-- DIRECTIONS FOR THIS TASK --
A faithful copy is needed of the lines below from the one with "Verify that every instance of the bird's neck" up to and including the one with "Verify that every instance of the bird's head"; set it down with no pictures and no other lines.

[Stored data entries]
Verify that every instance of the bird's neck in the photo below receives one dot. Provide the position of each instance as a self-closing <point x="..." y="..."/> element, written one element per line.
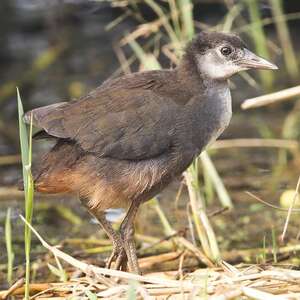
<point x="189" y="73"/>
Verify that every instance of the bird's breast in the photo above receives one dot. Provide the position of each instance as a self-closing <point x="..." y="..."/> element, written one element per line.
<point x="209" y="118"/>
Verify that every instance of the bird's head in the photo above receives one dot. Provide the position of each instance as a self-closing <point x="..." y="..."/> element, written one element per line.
--
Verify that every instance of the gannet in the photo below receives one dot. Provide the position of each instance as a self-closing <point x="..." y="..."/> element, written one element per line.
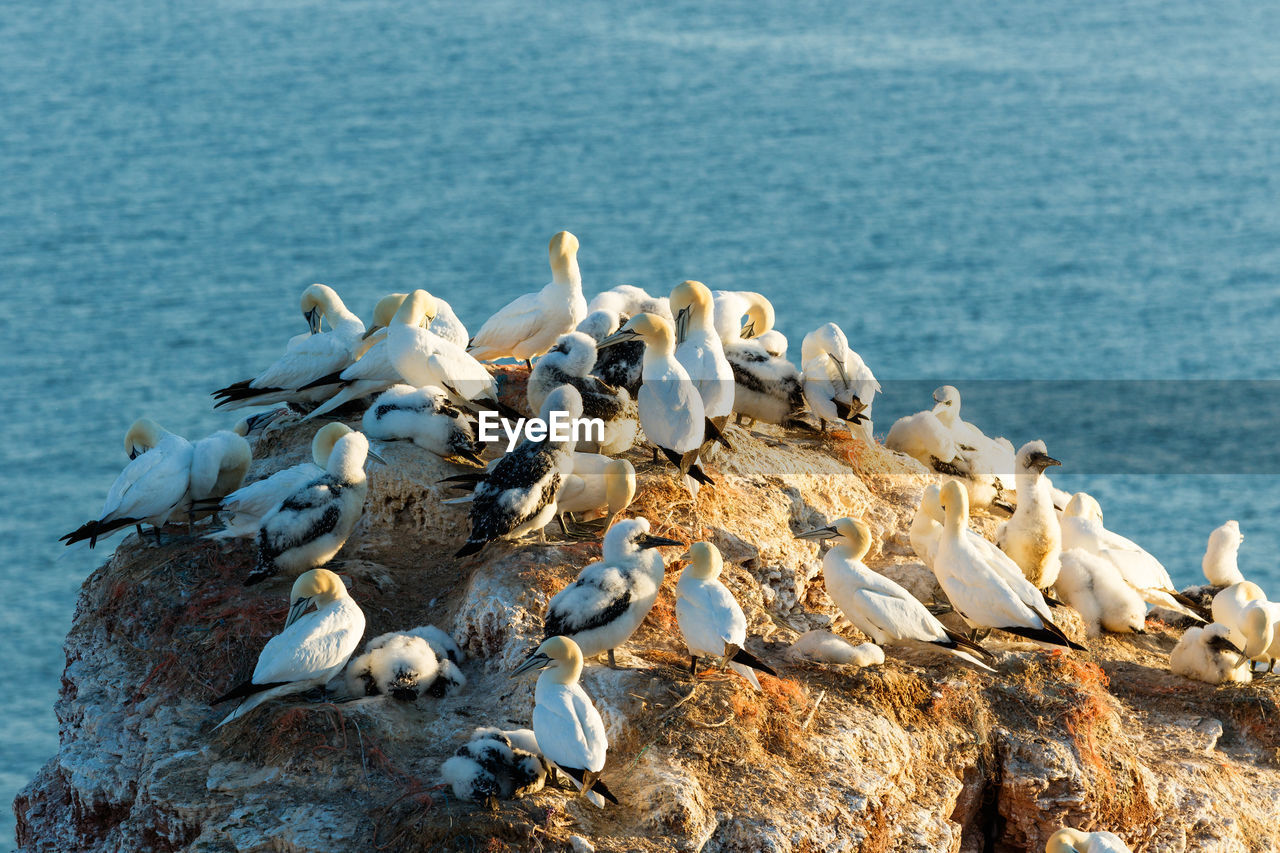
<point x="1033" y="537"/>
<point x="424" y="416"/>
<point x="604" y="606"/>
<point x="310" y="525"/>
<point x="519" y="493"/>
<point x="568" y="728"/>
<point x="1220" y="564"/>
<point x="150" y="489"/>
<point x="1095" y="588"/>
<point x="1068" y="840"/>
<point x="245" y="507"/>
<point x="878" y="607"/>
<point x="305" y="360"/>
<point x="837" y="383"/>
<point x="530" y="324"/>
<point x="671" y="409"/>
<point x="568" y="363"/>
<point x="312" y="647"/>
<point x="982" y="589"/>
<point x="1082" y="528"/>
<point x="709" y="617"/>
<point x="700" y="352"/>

-- EXERCISE RESULT --
Verify that every instance of the bird's neck in the photo below receives one dot. Provide the position of each instance as a self-closing <point x="..." y="..."/> element, written one element per line.
<point x="189" y="73"/>
Verify that every instance of the bird's breast in the photo above receives one dot. Provide the position of each instance as a self-closing <point x="..." y="..."/> element, written one element per line.
<point x="209" y="118"/>
Verify that every instance of the bird's head in the photo above receives one dot. Provide the position of each instance as a self-closing <point x="..." y="..."/> element, written one element per line.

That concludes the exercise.